(Task details) Pick up the passage on needs and communication in marriage at its final line and keep writing.

(Exercise passage)
- Opening Delimiter -

2. Determine the difference between a desire (more sex) and a need (reignite passion in a stale marriage)
3. Determine the criticality of the desire, and/or need
4. Have a plan of action to implement what you believe is a solution (more sex, for example)
5. Identify measures of performance (we did or did not have sex) and measures of effectiveness (the sex did, or did not satisfy my desire or need)
6. Communicate the desire or need, your solution, your plan for implementing your solution, and what you hope to accomplish.
8. Be prepared for your spouse to provide alternate solutions, alternate implementation, to just say no, or to require you to compensate him/her by satisfying one of their desires/needs.

One last thing on communication:
A common phrase in the Corps is “shoot, move, communicate.” If you are not shooting, you should be moving or communicating. With respect to communication, here are the key items:
1. What do I know? (Your desires and needs)
2. Who needs to know it? (Your spouse, possibly someone in the medical field)
3. How can I communicate with them? (Talking, phone, texting, email, letter)
4. When can I communicate with them? (You have no cell service, they are on a flight, you’re at the shooting range with them)
If you’ve communicated, you should be acting. If you’ve satisfied all if your desires and needs, the time has come to start thinking outside the box and trying new things within the limits you and your spouse set.


7 responses to “Needs, Communication, and filling gaps in the Information Environment.

- Closing Delimiter -

Natural-language object grounding data:
- Opening Delimiter -

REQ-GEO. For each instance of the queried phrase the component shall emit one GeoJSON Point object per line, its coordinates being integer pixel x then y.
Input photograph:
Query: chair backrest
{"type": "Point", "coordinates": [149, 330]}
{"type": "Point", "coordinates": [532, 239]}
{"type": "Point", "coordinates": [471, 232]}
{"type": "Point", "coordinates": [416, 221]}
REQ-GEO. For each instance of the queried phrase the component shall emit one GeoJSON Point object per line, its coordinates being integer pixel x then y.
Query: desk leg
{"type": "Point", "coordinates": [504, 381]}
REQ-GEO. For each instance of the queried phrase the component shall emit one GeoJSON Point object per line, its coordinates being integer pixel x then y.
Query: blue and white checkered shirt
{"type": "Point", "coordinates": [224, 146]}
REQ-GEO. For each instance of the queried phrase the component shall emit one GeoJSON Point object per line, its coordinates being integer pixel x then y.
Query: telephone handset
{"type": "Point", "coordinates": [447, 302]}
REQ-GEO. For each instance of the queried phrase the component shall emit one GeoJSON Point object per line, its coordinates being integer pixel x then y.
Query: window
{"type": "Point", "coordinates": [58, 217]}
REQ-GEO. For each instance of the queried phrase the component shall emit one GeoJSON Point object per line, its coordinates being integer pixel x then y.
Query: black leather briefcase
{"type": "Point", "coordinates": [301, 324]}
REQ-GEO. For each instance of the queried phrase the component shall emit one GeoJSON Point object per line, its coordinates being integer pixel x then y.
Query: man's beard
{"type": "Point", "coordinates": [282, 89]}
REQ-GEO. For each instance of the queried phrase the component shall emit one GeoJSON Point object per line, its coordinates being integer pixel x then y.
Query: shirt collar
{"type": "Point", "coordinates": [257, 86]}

- Closing Delimiter -

(Exercise response)
  1. Dude…LOL I agree with you, but I feel like I need to go wash my mouth out with soap or something.

    BTW, have you two read His Needs, Her Needs by Willard Harley? It’s exactly about this, meeting each others needs. It was very enlightening for us.

  2. Wow…expertly written and assessed.

    Though I wonder about your “Shoot, move, communicate” analogy…Can I try talking to her first? Then moving, and if nothing else works THEN shooting her? Just seems silly to do it in reverse…

  3. I love this breakdown you have provided. It is so true that there is a difference between a desire and a need. There is also a difference between mentioning something and really talking about it in a thoughtful, articulate manner. Communicating your needs once you have figured them out completely is huge! I love those 8 steps. Very well put!

  4. Reblogged this on Being a Beautiful Mess and commented:
    Communication is key! This is so very true. I love this blogger’s step by step process on identifying needs and bringing them up to your spouse in a healthy, productive manner. Affairs would never happen if all spouses followed this easy process. You would be able to know immediately whether your spouse was willing to meet your needs (actual needs, not just desires) or not, and how to create a plan to make that happen.

  5. *would like to note that not all affairs happen because needs aren’t being met* unless you consider medication one of those needs.

  6. Great post. I strayed- I had many other choices in dealing with not having my needs met- I chose the selfish one. There is no blame on my husband for what I’ve done. Were things great between us? No, but I had no right to go outside my marriage no matter how bad it got. Communication is key- and only through communication will we heal.

  7. I have to state my opinion here.

    I don’t think its about the needs of the couple being met, selfishness, or even poor boundaries…though all can be symptoms of the true problem.

    I think, with out fail, affairs happen because of some form of mental illness with the wayward spouse.

    Narcissitic peronsality disorder is still a mental illness.

    Hypersexuality, a mental illness.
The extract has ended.